§ Short task:
Without the pictures, set down every line of the data exactly.

§ Dataset records:
════════════════════
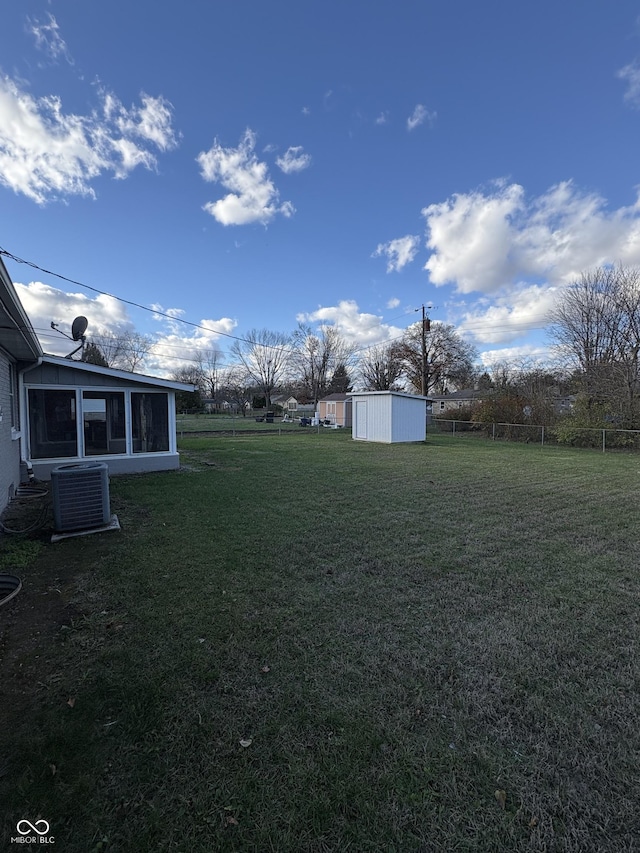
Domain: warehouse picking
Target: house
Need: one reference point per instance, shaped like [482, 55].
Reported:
[287, 403]
[336, 408]
[389, 416]
[444, 403]
[57, 411]
[19, 348]
[78, 412]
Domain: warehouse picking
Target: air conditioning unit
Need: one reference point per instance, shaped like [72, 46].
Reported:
[80, 496]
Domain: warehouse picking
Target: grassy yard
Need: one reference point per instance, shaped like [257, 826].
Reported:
[202, 423]
[310, 644]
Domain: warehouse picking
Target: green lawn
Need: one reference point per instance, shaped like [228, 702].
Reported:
════════════════════
§ Written response:
Domain: warehouse picking
Target: house
Need: one reference point per instance, shaped like [482, 55].
Reported:
[287, 403]
[336, 408]
[389, 416]
[444, 403]
[57, 411]
[19, 348]
[78, 412]
Domain: warehouse picking
Target: air conditioning unit
Need: one reference point per instance, shaped like [72, 46].
Reported:
[80, 496]
Domain: warehouse picking
Target: grassy yard
Need: one reference point per instance, shaped like [257, 826].
Reported:
[202, 423]
[310, 644]
Domain: warehouse picking
Target: green lawn
Need: one reference point per instance, shaped like [228, 702].
Reported:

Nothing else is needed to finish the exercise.